Reproduce exactly the final portion of the data: every line from the one containing "Where can the white stripe" through the last line, inclusive.

> **ENTRIES PROVIDED**:
··········
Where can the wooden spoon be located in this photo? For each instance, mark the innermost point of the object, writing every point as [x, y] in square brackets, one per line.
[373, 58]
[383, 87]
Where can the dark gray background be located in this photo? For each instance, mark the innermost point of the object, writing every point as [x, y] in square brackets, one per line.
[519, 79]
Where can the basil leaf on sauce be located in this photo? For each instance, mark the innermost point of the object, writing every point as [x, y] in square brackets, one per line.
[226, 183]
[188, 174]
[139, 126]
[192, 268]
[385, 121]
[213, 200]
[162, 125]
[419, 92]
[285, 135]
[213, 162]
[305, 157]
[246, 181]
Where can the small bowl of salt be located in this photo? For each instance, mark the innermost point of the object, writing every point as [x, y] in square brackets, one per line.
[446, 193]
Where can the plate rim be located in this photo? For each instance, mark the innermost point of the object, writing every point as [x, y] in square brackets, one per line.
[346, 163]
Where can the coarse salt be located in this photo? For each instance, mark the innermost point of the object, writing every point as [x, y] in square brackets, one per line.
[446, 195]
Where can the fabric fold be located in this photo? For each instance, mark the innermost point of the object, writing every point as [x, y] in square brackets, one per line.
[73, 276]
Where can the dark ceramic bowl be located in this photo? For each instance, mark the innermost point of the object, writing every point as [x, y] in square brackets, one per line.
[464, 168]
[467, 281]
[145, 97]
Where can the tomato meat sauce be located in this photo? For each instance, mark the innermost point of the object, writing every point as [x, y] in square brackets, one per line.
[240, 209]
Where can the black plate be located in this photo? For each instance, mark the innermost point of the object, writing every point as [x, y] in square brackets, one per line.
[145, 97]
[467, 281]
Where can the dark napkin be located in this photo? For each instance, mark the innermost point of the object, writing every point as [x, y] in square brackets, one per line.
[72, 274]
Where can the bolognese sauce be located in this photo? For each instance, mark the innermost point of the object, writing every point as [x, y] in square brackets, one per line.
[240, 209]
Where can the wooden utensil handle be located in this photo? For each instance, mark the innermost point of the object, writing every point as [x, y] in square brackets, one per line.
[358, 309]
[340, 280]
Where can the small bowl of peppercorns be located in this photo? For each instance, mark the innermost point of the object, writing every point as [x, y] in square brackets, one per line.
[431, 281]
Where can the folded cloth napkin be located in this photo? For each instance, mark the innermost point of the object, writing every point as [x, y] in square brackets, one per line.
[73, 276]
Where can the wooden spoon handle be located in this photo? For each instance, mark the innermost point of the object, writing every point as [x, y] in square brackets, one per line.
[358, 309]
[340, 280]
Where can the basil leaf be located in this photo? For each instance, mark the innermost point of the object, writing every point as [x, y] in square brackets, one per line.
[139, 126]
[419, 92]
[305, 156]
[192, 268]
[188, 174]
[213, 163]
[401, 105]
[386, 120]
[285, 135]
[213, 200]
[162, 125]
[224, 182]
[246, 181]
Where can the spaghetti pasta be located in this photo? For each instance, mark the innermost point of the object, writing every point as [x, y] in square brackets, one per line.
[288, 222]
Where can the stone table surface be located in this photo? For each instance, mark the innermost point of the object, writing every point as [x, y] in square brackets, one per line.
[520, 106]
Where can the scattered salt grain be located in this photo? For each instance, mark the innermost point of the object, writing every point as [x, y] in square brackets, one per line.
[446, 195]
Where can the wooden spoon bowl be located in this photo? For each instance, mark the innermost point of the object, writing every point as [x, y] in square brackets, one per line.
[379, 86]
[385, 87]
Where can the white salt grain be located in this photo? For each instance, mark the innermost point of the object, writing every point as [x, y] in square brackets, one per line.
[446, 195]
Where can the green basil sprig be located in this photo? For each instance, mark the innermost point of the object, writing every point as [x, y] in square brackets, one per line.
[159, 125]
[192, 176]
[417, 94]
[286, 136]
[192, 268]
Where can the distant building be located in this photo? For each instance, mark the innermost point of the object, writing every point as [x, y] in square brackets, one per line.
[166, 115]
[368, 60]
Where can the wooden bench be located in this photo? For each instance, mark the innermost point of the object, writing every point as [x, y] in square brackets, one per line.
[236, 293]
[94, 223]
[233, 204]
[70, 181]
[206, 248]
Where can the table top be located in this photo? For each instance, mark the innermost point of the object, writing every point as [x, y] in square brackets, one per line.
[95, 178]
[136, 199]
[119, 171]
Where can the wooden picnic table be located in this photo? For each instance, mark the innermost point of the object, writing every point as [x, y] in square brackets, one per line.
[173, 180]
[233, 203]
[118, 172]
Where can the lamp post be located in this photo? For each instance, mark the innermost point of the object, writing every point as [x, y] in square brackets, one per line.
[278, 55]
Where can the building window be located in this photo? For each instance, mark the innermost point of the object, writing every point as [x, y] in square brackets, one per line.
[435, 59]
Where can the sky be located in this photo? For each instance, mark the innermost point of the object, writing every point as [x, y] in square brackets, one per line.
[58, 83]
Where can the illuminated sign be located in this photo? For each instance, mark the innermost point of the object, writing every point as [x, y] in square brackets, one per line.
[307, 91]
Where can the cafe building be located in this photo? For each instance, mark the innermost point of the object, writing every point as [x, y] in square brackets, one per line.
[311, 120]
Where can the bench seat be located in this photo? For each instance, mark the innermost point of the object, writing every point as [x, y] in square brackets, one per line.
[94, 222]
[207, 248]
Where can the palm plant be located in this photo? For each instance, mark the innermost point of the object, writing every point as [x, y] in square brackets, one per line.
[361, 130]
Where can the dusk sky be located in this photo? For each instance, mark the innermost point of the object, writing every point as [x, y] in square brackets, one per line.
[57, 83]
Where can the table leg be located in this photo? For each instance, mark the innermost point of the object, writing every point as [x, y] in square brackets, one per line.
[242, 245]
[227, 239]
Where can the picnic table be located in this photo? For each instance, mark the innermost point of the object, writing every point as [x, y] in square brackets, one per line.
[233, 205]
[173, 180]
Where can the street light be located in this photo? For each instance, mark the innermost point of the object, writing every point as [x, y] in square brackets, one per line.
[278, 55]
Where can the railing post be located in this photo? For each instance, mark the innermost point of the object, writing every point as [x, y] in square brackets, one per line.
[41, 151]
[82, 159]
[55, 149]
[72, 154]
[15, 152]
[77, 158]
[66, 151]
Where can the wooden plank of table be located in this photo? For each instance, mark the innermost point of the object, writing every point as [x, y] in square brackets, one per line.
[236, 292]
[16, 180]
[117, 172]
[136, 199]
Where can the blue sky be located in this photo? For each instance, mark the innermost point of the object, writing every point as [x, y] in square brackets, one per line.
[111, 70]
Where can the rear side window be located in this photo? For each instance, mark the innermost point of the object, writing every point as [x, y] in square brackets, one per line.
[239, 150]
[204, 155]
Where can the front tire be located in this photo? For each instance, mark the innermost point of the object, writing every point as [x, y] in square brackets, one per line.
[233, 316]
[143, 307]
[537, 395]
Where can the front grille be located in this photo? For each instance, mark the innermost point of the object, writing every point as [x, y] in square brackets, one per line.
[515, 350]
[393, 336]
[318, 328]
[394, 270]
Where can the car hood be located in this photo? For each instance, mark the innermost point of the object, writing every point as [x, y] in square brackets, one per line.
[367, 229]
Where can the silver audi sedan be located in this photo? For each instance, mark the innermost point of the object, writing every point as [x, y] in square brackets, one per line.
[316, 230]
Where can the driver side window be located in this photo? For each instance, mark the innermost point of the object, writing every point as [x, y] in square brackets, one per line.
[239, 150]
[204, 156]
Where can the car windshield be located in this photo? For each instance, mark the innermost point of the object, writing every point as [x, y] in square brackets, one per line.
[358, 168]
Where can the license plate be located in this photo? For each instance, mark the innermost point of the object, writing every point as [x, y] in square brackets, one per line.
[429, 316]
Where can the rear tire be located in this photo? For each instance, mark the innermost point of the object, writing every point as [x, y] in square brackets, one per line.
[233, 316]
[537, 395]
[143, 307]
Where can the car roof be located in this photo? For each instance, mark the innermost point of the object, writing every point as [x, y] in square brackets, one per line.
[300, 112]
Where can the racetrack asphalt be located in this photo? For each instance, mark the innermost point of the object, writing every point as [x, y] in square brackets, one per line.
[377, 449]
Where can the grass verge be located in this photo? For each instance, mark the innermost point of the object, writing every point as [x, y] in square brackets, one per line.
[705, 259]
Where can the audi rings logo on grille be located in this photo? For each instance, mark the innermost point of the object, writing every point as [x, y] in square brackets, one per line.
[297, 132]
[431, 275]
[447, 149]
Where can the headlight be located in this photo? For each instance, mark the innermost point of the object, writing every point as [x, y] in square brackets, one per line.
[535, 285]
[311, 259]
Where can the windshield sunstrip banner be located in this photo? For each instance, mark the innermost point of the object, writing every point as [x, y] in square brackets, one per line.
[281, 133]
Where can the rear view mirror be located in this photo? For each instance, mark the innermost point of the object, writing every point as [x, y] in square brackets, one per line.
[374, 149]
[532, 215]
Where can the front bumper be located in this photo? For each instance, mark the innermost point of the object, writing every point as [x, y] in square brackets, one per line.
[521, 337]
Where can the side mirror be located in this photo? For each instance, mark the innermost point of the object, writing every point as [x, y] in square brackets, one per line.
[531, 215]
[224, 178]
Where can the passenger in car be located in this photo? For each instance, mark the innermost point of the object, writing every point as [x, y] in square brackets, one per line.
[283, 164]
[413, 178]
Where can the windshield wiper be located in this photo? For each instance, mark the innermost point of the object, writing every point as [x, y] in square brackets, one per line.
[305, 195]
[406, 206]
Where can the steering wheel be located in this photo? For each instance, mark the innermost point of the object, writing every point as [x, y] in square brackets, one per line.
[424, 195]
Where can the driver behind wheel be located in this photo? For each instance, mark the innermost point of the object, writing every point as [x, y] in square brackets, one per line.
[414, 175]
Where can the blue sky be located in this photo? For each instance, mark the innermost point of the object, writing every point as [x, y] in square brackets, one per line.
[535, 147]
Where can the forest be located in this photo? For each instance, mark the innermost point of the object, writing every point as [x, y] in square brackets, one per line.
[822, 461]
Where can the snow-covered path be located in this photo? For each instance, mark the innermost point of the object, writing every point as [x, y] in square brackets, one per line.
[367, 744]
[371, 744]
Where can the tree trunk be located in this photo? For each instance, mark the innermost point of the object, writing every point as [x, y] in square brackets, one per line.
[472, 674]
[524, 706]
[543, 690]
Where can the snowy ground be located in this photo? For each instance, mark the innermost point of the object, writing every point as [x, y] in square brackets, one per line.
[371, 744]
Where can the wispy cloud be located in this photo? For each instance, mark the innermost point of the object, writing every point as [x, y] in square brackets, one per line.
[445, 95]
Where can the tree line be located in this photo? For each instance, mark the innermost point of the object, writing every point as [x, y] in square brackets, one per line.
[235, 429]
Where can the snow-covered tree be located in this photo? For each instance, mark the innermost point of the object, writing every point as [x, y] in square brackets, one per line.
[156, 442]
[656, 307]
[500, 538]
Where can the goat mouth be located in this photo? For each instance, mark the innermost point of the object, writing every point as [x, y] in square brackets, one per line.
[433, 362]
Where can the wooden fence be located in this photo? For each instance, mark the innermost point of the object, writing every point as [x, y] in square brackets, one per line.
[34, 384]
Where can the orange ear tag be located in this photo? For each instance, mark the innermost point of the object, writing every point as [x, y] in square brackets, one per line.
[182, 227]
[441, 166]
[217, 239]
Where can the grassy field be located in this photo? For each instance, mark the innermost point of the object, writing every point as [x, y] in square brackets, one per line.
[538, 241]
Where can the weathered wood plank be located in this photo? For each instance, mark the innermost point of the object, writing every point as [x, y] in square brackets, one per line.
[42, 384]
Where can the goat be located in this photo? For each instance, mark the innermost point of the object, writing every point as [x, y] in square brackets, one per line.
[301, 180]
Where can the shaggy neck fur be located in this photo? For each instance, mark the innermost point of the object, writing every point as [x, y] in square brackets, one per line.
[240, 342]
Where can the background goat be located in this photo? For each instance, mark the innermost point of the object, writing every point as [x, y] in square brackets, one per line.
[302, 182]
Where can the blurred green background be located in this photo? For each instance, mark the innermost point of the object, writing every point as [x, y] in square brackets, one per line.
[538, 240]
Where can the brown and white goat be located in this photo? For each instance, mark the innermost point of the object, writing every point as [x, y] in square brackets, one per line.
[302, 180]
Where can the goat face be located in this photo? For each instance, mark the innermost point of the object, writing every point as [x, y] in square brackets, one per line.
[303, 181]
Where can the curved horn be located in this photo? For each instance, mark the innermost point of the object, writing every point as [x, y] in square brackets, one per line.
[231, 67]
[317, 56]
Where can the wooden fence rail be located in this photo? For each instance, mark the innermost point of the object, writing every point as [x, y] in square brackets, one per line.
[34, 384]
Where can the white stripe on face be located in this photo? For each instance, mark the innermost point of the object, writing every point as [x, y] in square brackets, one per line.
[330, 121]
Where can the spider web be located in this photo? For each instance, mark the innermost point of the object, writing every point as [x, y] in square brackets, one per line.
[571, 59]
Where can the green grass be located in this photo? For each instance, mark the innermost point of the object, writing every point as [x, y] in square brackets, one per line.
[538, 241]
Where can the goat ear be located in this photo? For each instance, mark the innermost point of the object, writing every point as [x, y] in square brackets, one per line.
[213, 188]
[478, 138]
··········
> **THE RESULT**:
Where can the white stripe on face be located in this photo? For each instance, mark the innermost point of the object, writing every point as [x, y] in square brackets, one per line.
[330, 121]
Where can the spider web be located in this photo? For each instance, mark the innermost point of the object, writing every point as [x, y] in square brackets, one per line.
[571, 59]
Where can the green grass be located in this photo? For each instance, mark the innermost point of the object, writing every point as [x, y] in square brackets, one per line.
[538, 241]
Where can the goat ear be located in this photo? For each instance, mark the innermost point of the object, writing every point as [x, y] in square brackets, one per line.
[213, 188]
[478, 138]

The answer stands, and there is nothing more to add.